**TEXT SECTION**
=== Section Start ===

I was all resolutions in January: the pull-up, mostly; but I also resolved to run twelve races, and write, and cook, and all of those things we all resolve every year, if not on January 1st then on other little days in our heads. Mostly I resolved to get to Zero. I had a to-do list three hundred items long, and dammit, I would blast them each away like a wizard poofing out knickknacks with the end of his wand.

By the end of January, after two weeks of vacation which I took alone in my apartment, I was down to four to-do's. I knew I would never get to zero because of a red coat. It badly needed to be relined; it was badly, badly tattered. Every time I put my arm in one sleeve it would end up somewhere I didn't intend. Along the back, or in the collar, or, most distressingly, once again in the open air. Pockets were worse. I'd put my keys or a wallet in and it would swim all around the coat, jangling along until it fell out hard on the floor of the bus or in Mark Twain's parlor. Luckily, all my stuff is loud. It smacks hard where it lands.

=== Section End ===

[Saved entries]

=== Section Start ===

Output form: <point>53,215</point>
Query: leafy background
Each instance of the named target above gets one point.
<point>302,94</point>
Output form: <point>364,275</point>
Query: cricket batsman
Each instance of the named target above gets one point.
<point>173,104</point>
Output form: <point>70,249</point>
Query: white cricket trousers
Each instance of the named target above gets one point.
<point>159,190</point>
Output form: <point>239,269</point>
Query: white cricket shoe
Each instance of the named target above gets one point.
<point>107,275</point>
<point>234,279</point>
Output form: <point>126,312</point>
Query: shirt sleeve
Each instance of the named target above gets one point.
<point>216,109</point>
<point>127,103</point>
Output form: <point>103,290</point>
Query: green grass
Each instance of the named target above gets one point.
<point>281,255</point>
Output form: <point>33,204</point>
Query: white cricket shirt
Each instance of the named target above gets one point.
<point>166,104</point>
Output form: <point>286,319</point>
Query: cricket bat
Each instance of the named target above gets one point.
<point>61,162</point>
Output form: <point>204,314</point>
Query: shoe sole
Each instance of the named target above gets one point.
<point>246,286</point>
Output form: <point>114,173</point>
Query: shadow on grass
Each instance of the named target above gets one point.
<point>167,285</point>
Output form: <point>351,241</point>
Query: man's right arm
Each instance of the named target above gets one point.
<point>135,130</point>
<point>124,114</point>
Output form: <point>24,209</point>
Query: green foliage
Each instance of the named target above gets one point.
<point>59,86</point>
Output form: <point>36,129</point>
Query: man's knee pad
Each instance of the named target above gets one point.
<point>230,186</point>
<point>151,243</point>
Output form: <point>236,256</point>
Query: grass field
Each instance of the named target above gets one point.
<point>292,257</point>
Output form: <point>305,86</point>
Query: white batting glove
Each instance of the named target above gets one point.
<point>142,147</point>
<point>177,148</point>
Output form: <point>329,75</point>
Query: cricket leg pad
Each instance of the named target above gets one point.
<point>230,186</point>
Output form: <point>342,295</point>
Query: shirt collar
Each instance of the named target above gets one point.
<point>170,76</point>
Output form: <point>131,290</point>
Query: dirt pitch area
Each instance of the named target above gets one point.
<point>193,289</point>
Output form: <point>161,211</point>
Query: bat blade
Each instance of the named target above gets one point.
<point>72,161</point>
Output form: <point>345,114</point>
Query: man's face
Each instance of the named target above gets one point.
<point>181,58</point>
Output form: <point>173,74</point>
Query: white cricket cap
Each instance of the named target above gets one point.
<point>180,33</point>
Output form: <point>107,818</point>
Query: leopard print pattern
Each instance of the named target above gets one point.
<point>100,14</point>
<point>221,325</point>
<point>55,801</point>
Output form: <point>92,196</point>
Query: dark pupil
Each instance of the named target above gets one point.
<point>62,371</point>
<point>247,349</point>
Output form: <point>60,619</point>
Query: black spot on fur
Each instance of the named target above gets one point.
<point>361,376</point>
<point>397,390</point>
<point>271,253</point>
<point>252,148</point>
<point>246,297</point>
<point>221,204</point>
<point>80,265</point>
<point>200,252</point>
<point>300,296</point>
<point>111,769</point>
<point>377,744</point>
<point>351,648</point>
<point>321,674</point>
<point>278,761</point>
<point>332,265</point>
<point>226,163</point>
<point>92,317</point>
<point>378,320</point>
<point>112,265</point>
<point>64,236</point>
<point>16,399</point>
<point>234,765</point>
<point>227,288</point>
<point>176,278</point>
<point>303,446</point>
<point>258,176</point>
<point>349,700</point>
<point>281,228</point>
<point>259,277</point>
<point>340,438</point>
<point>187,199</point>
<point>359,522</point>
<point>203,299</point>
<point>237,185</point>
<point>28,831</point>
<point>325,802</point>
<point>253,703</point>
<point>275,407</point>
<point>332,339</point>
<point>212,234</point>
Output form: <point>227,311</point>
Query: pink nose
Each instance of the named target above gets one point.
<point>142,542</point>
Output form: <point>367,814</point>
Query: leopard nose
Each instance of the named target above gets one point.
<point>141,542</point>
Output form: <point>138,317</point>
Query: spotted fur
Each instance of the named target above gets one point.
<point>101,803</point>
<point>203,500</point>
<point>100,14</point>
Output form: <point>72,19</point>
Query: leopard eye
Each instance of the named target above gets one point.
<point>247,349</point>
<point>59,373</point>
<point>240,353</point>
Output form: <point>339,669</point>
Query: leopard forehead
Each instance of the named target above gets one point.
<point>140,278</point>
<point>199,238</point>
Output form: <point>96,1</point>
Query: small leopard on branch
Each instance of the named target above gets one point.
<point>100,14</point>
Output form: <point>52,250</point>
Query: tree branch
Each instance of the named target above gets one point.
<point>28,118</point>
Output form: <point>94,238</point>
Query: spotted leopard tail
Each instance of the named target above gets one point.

=== Section End ===

**PROBLEM A**
From the essay about resolutions and the red coat, write out the part that begins at the words "By the end of" and stops after "where it lands.".
**PROBLEM B**
Carry on the essay about resolutions and the red coat from the point where it stops.

**FINAL ANSWER A**
By the end of January, after two weeks of vacation which I took alone in my apartment, I was down to four to-do's. I knew I would never get to zero because of a red coat. It badly needed to be relined; it was badly, badly tattered. Every time I put my arm in one sleeve it would end up somewhere I didn't intend. Along the back, or in the collar, or, most distressingly, once again in the open air. Pockets were worse. I'd put my keys or a wallet in and it would swim all around the coat, jangling along until it fell out hard on the floor of the bus or in Mark Twain's parlor. Luckily, all my stuff is loud. It smacks hard where it lands.

**FINAL ANSWER B**
I knew that fixing up the coat required more steps than I could quickly execute; by the time I found a lining and a tailor I'd have more things to do. I gave up on zero. January ebbed, and the tidal wave of 2012 crashed in.

It was hedonistic from the start. I saw giant horse puppets shudder and die in Lincoln Center; I learned how to evaluate whiskey; I almost went to a Dr. Zhivago party in an old curtain factory, but then I didn't go, which is even more self-indulgent.

In February I remounted the Love-Chase, a play written by Twain's daughter Susy, and a bunch of little girls put on Susy's exact words in the exact spot where they were originally performed. At Syllable, the reading series, people read from their diaries and poems and I sang a song and thought this is how this series will always be. I ran my first race of the year: Cupid's Chase, around the park by my house, and I thought I will meet these resolutions. I am Cupid, and betterment is what I take aim at.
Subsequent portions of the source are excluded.